## EXERCÍCIOS
a. Indique se cada afirmação concorda com o trecho citado, respondendo sim ou não e citando as palavras do trecho que decidem: (i) o título do texto é uma ironia; (ii) a ironia é dirigida às mulheres negras; (iii) os adjetivos atribuídos à mulher negra são ditos em tom elogioso.
b. Traduza para o inglês esta frase do trecho citado: "Portanto, o título de meu texto é uma ironia."
c. Segundo o trecho citado, quem é alvo da ironia?

## TRECHO CITADO
Por Thiane Neves Barros
É de conhecimento do senso comum que mulher negra é
considerada como a mulher barraqueira. Aquela que fala alto, que não leva
desaforo pra casa, mal educada, lavadeira, tacacazeira, que põe a mão nas
cadeiras e balança a cabeça de forma cadenciada com o pescoço. Adjetivos ditos
sempre em tom pejorativo. Portanto, o título de meu texto é uma ironia. Pois as
mulheres brancas quase nunca são barraqueiras, apenas são as donas da voz, são
as madames, as donas da gentileza e da educação, aquelas que falam baixo, aquelas
com voz de veludo, as de fino trato e que nunca tem a intenção de ofender. Mas
a ironia, lógico, é direcionada. Ironizo aqui as feministas brancas que
insistem em controlar e supervisionar os passos e as falas de mulheres negras.

## DADOS FORNECIDOS

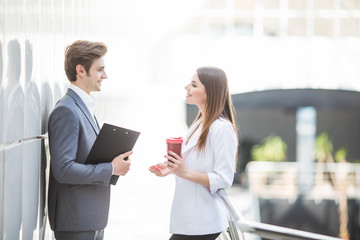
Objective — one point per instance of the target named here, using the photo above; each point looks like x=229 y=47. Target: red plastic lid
x=174 y=140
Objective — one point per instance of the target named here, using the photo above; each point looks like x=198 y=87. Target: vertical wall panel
x=30 y=187
x=12 y=191
x=1 y=189
x=34 y=34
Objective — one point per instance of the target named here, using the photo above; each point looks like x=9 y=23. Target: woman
x=208 y=160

## RESPOSTAS
a.
(i) Sim: "Portanto, o título de meu texto é uma ironia."
(ii) Não: "Ironizo aqui as feministas brancas que insistem em controlar e supervisionar os passos e as falas de mulheres negras."
(iii) Não: "Adjetivos ditos sempre em tom pejorativo."

b. Therefore, the title of my text is an irony.

c. As feministas brancas que insistem em controlar e supervisionar os passos e as falas de mulheres negras.